- The task -
The entries are to be returned exactly, with images left out.

- Data to examine -
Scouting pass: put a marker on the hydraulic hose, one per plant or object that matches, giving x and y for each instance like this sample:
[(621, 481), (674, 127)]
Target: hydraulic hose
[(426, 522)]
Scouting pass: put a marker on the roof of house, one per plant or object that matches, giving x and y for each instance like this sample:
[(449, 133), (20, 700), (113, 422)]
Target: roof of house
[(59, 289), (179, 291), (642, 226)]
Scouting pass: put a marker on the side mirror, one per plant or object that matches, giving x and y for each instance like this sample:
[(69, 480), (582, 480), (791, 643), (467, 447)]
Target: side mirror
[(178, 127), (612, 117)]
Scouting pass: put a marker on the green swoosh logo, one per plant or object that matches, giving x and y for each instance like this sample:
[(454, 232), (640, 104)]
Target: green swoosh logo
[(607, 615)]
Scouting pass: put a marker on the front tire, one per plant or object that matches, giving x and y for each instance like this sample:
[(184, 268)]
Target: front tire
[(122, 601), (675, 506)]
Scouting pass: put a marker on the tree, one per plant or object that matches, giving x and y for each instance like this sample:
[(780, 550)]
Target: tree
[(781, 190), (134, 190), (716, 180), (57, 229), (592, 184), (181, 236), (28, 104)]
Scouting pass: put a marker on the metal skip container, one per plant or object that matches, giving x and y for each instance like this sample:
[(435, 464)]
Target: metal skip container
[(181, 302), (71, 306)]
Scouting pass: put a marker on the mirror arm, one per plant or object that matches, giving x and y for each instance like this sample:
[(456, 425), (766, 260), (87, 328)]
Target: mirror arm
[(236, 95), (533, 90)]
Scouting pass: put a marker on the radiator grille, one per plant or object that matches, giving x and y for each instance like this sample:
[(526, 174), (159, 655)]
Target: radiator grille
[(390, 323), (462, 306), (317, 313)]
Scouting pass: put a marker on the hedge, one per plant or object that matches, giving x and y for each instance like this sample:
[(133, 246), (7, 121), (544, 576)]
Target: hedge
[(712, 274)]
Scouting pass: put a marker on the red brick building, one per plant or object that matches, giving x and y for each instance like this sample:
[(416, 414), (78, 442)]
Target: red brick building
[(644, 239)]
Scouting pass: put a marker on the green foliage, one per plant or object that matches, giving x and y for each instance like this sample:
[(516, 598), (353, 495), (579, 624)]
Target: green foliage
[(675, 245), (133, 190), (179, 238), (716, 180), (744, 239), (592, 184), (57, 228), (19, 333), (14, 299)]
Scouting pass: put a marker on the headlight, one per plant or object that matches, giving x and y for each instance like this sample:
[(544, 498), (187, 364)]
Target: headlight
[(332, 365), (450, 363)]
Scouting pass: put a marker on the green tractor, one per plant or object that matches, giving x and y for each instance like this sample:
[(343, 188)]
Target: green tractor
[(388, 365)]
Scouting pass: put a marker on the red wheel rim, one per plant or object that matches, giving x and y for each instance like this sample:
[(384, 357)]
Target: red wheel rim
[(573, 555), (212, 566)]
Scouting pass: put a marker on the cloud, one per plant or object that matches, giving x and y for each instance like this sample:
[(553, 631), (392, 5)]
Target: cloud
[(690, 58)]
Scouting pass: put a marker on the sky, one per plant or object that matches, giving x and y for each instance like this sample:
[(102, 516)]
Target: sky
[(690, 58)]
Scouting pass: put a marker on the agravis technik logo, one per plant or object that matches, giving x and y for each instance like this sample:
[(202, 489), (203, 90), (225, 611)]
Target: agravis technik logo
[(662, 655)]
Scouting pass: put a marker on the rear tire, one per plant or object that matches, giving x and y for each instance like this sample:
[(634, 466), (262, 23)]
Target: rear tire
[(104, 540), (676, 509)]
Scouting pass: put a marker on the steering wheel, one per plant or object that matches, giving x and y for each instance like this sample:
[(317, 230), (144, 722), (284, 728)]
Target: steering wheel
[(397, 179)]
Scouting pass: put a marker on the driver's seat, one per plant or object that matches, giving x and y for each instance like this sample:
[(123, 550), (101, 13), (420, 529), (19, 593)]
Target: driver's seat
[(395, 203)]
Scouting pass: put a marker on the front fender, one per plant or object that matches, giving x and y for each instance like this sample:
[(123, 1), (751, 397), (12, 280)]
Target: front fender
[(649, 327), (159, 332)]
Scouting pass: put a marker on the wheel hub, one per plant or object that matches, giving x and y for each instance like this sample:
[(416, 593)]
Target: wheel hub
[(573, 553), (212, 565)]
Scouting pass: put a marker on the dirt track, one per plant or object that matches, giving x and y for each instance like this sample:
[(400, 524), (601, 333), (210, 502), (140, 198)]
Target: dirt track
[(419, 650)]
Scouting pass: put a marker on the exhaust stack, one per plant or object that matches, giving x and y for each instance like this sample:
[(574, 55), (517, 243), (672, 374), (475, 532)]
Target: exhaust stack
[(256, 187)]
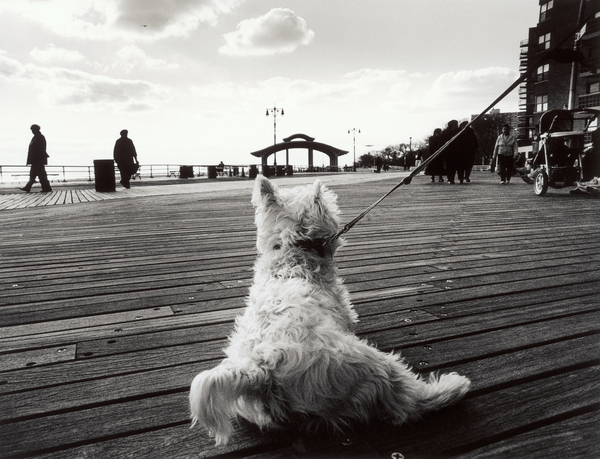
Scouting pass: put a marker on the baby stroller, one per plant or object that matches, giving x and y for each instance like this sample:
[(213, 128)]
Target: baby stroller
[(562, 141)]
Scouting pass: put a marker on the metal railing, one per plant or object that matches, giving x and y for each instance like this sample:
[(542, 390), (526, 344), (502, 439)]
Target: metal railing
[(10, 173)]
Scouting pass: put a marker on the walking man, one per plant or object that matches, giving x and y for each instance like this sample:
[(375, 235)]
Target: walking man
[(37, 158), (505, 152), (125, 157)]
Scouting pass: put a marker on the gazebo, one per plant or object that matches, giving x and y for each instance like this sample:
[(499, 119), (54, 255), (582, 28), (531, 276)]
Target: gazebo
[(306, 142)]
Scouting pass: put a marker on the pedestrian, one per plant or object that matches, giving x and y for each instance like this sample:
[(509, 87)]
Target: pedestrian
[(409, 160), (37, 157), (505, 152), (435, 167), (378, 163), (126, 158), (468, 145), (452, 153)]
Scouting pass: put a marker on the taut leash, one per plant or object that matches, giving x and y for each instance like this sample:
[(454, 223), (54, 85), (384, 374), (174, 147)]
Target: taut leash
[(406, 180)]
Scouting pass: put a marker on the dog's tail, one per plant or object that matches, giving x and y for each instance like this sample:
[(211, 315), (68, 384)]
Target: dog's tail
[(443, 390), (220, 394)]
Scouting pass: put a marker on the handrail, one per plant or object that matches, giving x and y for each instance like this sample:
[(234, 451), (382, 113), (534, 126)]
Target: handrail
[(12, 173)]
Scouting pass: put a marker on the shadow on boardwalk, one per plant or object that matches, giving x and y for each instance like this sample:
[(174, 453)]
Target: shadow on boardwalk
[(108, 310)]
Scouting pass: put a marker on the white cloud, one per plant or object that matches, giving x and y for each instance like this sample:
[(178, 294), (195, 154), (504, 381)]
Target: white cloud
[(55, 54), (278, 31), (124, 19), (469, 88), (130, 57), (59, 86)]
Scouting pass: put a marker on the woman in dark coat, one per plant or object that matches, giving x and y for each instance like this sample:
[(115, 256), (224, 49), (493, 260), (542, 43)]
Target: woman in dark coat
[(435, 167)]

- Your response -
Scouting pass: put a marker on the hydraulic hose, one per plant or object that matches, giving x and y for each instance like this sample:
[(621, 481), (674, 127)]
Target: hydraulic hose
[(426, 522)]
Scouting pass: put a marker on the roof of house, one per plant or object that matches, giving x and y for each instance like this sample:
[(449, 133), (20, 700), (113, 422)]
Target: roof of house
[(59, 289), (179, 291), (642, 226)]
Scouting pass: put a marker on the side mirror, one per plant or object that matches, giving x and y for each instance like this sample:
[(69, 480), (582, 480), (791, 643), (467, 447)]
Target: side mirror
[(178, 127), (612, 117)]
Scouting pass: put a marker on the green swoosh logo, one per plant or object that matches, giving x and y for each instance like this sample:
[(454, 232), (640, 104)]
Target: green swoosh logo
[(607, 615)]
Scouting pass: put a marker on the front tire, one per plant or object that matches, giving x and y for each instance like this sample:
[(184, 268)]
Target: front tire
[(122, 601), (675, 506)]
Scouting pass: put a marker on the tree, one per plant or object that matches, giving x and y for each instance like this sample:
[(780, 550)]
Target: tree
[(781, 190), (134, 190), (716, 180), (57, 229), (592, 184), (181, 236), (28, 104)]
Scouting pass: put a marker on the metal skip container, one per plant or object that matches, giving x and y for each instance like this sample:
[(435, 464)]
Target: metal skip container
[(181, 302), (71, 306)]
Scouting pass: put a marker on the mirror arm, one per plant or object that matches, giving x and y for each instance like this sample:
[(456, 425), (766, 260), (87, 328)]
Target: mirror arm
[(236, 95), (533, 90)]
Scouting pass: put a marker on the radiator grille, one per plant or object that matches, giving x and y for each instance like this sample:
[(526, 174), (159, 655)]
Target: radiator grille
[(390, 323), (462, 306), (317, 313)]
Scouting pass: put a marker on the hedge, one per plant or object that matches, giving x and y for each instance like this sample:
[(133, 246), (7, 121), (544, 576)]
Target: hedge
[(712, 274)]
Scouting pass: put a marker on the red brick building, one per plant or object that matches, giving x and y for each instance like this sample:
[(416, 414), (78, 442)]
Target: red brick building
[(644, 239)]
Scouting pass: put a marker on the green foliage, one per plant or object that matches, giving x and y for each instance like this sample:
[(516, 598), (353, 495), (579, 624)]
Target: green foliage
[(675, 245), (133, 190), (179, 238), (716, 180), (744, 239), (592, 184), (57, 228), (19, 333), (14, 299)]
Scouting pass: put a marker on the headlight, one per plant or object that matches, giving x and y for each instance like this sample:
[(544, 498), (187, 364)]
Target: headlight
[(332, 365), (450, 363)]
Scouting pass: put a marker on the green tractor, one per plant or object that matches, giving x and y for each instance like this sample:
[(343, 188)]
Target: green tractor
[(388, 365)]
Scouting pass: put a marker on the red wheel rim, one per plant or object that matches, giving x and y for each instance like this sample:
[(384, 357)]
Target: red wheel rim
[(573, 555), (212, 566)]
Scouting pass: put a marker on the cloud, one per plant or object that matches, giving x and y for each instance like this sample:
[(553, 631), (392, 5)]
Target: cloud
[(690, 58)]
Scouting pass: put a marker on the sky, one per plant or object that matches, giving x and y for each instance like this sample:
[(102, 516)]
Target: sky
[(690, 58)]
Scouting pass: put a marker on the agravis technik logo, one per plant or object that matches, giving x and y for each instance like this sample:
[(202, 489), (203, 90), (225, 611)]
Target: agravis technik logo
[(662, 655)]
Scouting pass: put a marker on the rear tire, one per plant or object that matches, giving x and y for each instance like this sample:
[(634, 466), (262, 23)]
Target: rear tire
[(104, 540), (676, 509)]
Scouting pass: put a marker on the steering wheel, one per plant or object that matches, giving x and y for each instance like this sample:
[(317, 230), (144, 722), (284, 728)]
Target: steering wheel
[(397, 179)]
Scouting pass: put a marker on the driver's seat, one per plant or object that matches, giving x and y for each instance like this sample:
[(123, 550), (101, 13), (420, 529), (19, 593)]
Target: driver's seat
[(395, 203)]
Scouting pass: put a marker on the front fender, one per plant or object that matches, giving x and y for each instance like this sample:
[(123, 1), (751, 397), (12, 280)]
Target: front fender
[(649, 327), (159, 332)]
Scouting pass: put a marker on the wheel hub, one per plant or object that matches, giving x and y for each instance like this sample:
[(416, 593)]
Target: wheel hub
[(573, 553), (212, 565)]
Scouting pass: put a marker on the dirt track, one per plant or object that matches, giving x and y for each instance like this sample:
[(400, 524), (601, 333), (210, 502), (140, 198)]
Target: dirt track
[(419, 650)]
Scouting pass: put a marker on the exhaust stack, one per plant or object that matches, giving x and y for each instance like this sample:
[(574, 55), (517, 243), (672, 374), (475, 532)]
Target: exhaust stack
[(256, 187)]
Scouting pass: put a marker on the baby stroller, one per plant or object that matches, giving x and y for each instance like this sample:
[(213, 128)]
Target: baby stroller
[(562, 141)]
Scouting pass: put a marker on the metal railing, one per plant or object that matches, giving x and y for each instance like this sample:
[(542, 390), (526, 344), (502, 439)]
Target: metal railing
[(10, 173)]
Scouting pass: put a marker on the walking man, one per plant or object that matches, giving x and y for each instance like this sample:
[(375, 235)]
Target: walking man
[(37, 158), (505, 152), (125, 157)]
Scouting pass: put a marker on the gazebo, one per plant or object that matches, giving x and y for each instance like this sample:
[(499, 119), (54, 255), (582, 28), (531, 276)]
Target: gazebo
[(306, 142)]
Scouting pass: put a marker on the pedestrian, one per plant or object that matches, giving x and y for each instance like this sample:
[(509, 87)]
Target: pedestrian
[(409, 160), (37, 157), (505, 152), (435, 167), (378, 163), (126, 158), (468, 145), (452, 153)]
Scouting pass: put a marker on the taut leash, one per plant or object that matches, giving x and y for each instance like this sample:
[(454, 223), (54, 85), (384, 374), (174, 147)]
Target: taut leash
[(406, 180)]
Scouting pass: put a marker on the dog's tail, one per plant or object that matches, giving x and y for each instance like this sample:
[(211, 315), (68, 384)]
Target: dog's tail
[(443, 390), (220, 394)]
Scouting pass: put a marker on the handrail, one per plant or object that matches, giving x and y for each instance like this sample:
[(234, 451), (382, 113), (534, 126)]
Target: handrail
[(12, 173)]
Scouting pass: put a marker on the shadow on boardwalk, one per plant or object that matches, giving x and y for each instance like this sample:
[(174, 453)]
Target: shadow on boardwalk
[(108, 310)]
Scouting pass: put a marker on the white cloud, one per plant or object that matches, giving x and y for each instance like this sample:
[(178, 294), (195, 154), (504, 381)]
Target: white cloud
[(55, 54), (278, 31), (124, 19), (469, 88), (130, 57), (59, 86)]
Scouting pass: put a marker on the woman in dark coat, one per plant or object that matches, giving x and y for each instance like this sample:
[(115, 256), (224, 49), (493, 260), (542, 43)]
Target: woman in dark coat
[(435, 167)]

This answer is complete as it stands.